§ Dataset:

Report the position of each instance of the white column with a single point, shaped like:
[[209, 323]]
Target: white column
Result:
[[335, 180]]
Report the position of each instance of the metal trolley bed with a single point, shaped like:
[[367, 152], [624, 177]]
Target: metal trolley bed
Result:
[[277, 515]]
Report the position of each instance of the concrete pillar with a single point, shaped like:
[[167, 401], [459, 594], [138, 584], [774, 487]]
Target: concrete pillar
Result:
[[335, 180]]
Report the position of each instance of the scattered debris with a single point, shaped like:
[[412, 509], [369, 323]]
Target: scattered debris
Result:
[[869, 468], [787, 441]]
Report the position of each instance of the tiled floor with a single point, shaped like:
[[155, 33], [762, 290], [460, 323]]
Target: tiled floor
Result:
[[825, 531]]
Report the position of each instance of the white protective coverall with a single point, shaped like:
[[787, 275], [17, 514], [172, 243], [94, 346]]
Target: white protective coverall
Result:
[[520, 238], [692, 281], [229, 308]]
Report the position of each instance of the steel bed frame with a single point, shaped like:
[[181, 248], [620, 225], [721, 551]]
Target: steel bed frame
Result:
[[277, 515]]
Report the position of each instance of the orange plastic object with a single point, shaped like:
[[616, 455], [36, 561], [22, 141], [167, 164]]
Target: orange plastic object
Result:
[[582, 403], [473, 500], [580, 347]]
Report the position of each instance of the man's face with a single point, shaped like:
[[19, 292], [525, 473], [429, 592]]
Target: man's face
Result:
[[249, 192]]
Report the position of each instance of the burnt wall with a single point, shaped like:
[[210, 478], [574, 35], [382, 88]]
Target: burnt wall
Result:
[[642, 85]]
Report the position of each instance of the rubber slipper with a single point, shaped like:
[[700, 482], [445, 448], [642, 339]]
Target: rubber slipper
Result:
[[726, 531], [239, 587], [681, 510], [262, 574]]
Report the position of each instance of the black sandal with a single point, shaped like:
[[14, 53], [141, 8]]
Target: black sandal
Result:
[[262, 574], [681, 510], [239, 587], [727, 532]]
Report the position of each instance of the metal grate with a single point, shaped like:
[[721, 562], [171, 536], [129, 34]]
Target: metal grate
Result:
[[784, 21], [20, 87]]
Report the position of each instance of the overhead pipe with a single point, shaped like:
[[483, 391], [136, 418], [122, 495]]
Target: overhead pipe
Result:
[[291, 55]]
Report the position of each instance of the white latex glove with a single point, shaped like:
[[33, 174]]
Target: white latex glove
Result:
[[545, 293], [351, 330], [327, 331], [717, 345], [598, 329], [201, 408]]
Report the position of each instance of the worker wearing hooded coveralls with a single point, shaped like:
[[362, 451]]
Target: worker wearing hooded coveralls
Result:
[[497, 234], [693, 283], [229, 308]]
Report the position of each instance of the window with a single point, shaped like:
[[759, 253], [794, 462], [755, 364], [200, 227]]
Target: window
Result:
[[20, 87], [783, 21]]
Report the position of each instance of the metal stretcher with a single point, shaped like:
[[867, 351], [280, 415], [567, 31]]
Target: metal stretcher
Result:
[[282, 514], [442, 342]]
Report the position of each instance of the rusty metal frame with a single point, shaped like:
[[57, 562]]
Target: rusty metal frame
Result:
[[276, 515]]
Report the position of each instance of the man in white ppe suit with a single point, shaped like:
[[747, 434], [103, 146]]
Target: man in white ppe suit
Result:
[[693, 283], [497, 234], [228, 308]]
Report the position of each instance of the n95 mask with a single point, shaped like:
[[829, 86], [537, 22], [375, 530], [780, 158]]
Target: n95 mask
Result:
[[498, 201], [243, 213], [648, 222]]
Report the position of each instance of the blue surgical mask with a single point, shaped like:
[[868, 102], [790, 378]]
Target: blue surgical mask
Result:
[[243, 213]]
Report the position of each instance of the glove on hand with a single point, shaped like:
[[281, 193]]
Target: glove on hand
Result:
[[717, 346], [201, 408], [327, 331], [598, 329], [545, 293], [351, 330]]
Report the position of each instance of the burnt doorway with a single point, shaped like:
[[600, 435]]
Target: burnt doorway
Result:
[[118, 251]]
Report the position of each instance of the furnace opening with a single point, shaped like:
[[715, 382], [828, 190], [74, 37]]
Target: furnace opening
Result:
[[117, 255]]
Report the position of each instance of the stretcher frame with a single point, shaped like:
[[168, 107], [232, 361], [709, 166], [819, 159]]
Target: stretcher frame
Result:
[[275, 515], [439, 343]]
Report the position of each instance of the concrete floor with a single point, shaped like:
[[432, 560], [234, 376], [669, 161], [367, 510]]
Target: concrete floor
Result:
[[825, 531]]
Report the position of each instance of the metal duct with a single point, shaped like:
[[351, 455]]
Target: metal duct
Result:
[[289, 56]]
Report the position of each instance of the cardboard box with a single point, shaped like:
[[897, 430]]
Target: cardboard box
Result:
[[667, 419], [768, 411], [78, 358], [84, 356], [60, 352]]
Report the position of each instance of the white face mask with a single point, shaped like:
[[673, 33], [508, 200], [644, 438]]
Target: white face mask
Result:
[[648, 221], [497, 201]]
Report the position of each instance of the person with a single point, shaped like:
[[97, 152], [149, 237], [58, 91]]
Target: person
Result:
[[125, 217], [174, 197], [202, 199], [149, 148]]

§ About this task:
Please repeat the listing word for word.

§ Result:
Report the position of each instance of the white column with a single point, shaped like:
[[209, 323]]
Target: white column
Result:
[[335, 180]]
Report the position of each instance of the metal trolley bed with a single point, shaped like:
[[367, 152], [624, 177]]
Target: metal trolley bed
Result:
[[277, 515]]
Report the position of each instance of the concrete pillar with a single point, shaped like:
[[167, 401], [459, 594], [138, 584], [774, 487]]
Target: concrete pillar
Result:
[[335, 180]]
Report the position of each instance of the scattered debris with a single point, shaped like:
[[412, 509], [369, 323]]
Target: scattered debris
Result:
[[869, 468], [787, 441]]
Report the position of each instance of the tiled floor with a single point, shaped like:
[[155, 33], [762, 290], [460, 323]]
Target: tiled floor
Result:
[[825, 531]]
Report the position of each instance of the white protective coverall with a single point, shaped like:
[[787, 275], [17, 514], [172, 243], [94, 346]]
Target: white protective coverall
Result:
[[520, 238], [692, 281], [229, 308]]
Report the position of each instance of the steel bed frame with a single point, shaped like:
[[181, 248], [620, 225], [721, 551]]
Target: steel bed frame
Result:
[[277, 515]]
Report the position of each instance of the orange plastic object with a single point, shaped like:
[[616, 455], [36, 561], [22, 141], [167, 164]]
Target: orange plastic object
Result:
[[582, 403], [473, 500], [580, 347]]
Report the position of each instance of the man's face with a single point, shaped like:
[[19, 292], [525, 473], [429, 592]]
Target: man's face
Result:
[[249, 192]]
Report the position of each instance of the burnt wall with a single point, shaped like:
[[210, 478], [574, 35], [382, 88]]
Target: burnt wall
Result:
[[642, 85]]
Report the position of each instance of the rubber slipper with a single point, shaped like:
[[700, 482], [445, 448], [642, 339]]
Target: rubber slipper
Result:
[[726, 531], [239, 587], [681, 510], [262, 574]]
Report the position of each instance of the black sandal with a single point, shaped like:
[[14, 53], [141, 8]]
Target: black sandal
Result:
[[262, 574], [681, 510], [239, 587], [727, 532]]
Report the position of each instance of the metal grate with a single point, shaped like:
[[721, 562], [171, 536], [129, 34]]
Target: metal grate
Result:
[[784, 21], [20, 87]]
Report the position of each instance of the overhead pipe with a single point, shaped like:
[[483, 391], [136, 418], [122, 495]]
Target: overhead pipe
Result:
[[291, 55]]
Report the position of each instance of the white latex glove with a single point, shaped like:
[[33, 174]]
Target: white latex glove
Result:
[[545, 293], [351, 330], [327, 331], [717, 345], [598, 329], [201, 408]]
Report the position of each instance of the worker wearing hooded coveralls with a single point, shaped like:
[[362, 451]]
Target: worker wearing hooded coveralls
Result:
[[497, 234], [693, 283], [229, 308]]
Report the position of each instance of the window with a single point, shaped like:
[[759, 253], [794, 462], [755, 364], [200, 227]]
Target: window
Result:
[[20, 87], [783, 21]]
Report the position of each instance of the metal stretcher with a single point, shaped like:
[[867, 351], [280, 415], [567, 31]]
Target: metal stretcher
Result:
[[282, 514], [442, 342]]
Report the position of each instance of the rusty metal frame with a single point, shaped like:
[[57, 562]]
Target: rusty metal frame
Result:
[[276, 515]]
Report the position of each instance of the man in white ppe suit with a single point, shaped like:
[[747, 434], [103, 146]]
Target: man in white ppe suit
Result:
[[693, 283], [497, 234], [228, 308]]
Report the position of each instance of the n95 mask with a single point, shaped like:
[[829, 86], [537, 22], [375, 530], [780, 158]]
Target: n95 mask
Result:
[[498, 201], [243, 213], [648, 222]]
Report the position of each instance of the blue surgical mask with a single point, shaped like:
[[868, 102], [790, 378]]
Target: blue surgical mask
Result:
[[243, 213]]
Report the position of each instance of the glove on hand with a single point, shaped like:
[[281, 193]]
Target: glove on hand
Result:
[[717, 346], [201, 408], [327, 331], [598, 329], [545, 293], [351, 330]]
Report the position of each instance of the burnt doorway with a single point, shaped like:
[[600, 435]]
Target: burnt doorway
Result:
[[118, 251]]
Report the position of each instance of the furnace opening with a single point, shaped like:
[[715, 382], [828, 190], [74, 37]]
Target: furnace opening
Result:
[[117, 255]]
Report the position of each instance of the stretcher frame with a single point, shaped like:
[[168, 107], [232, 361], [709, 166], [819, 159]]
Target: stretcher frame
Result:
[[275, 515], [439, 343]]
Report the position of each instance of the concrete floor with a single point, shaped like:
[[432, 560], [234, 376], [669, 161], [367, 510]]
Target: concrete floor
Result:
[[825, 531]]
Report the position of each instance of the metal duct with a single point, shaped like:
[[351, 455]]
Target: metal duct
Result:
[[289, 56]]
Report the position of each instance of the cardboard box with a single point, shaped like:
[[897, 430]]
Target: cardboard box
Result:
[[667, 419], [768, 411], [78, 358], [84, 356], [60, 352]]
Report the position of each instance of the white face mask with a single point, shaped like:
[[673, 33], [508, 200], [644, 438]]
Target: white face mask
Result:
[[648, 221], [497, 201]]
Report the position of each instance of the person with a single point, shaped like:
[[97, 152], [149, 237], [58, 91]]
Target: person
Result:
[[125, 217], [174, 197], [202, 199], [149, 148]]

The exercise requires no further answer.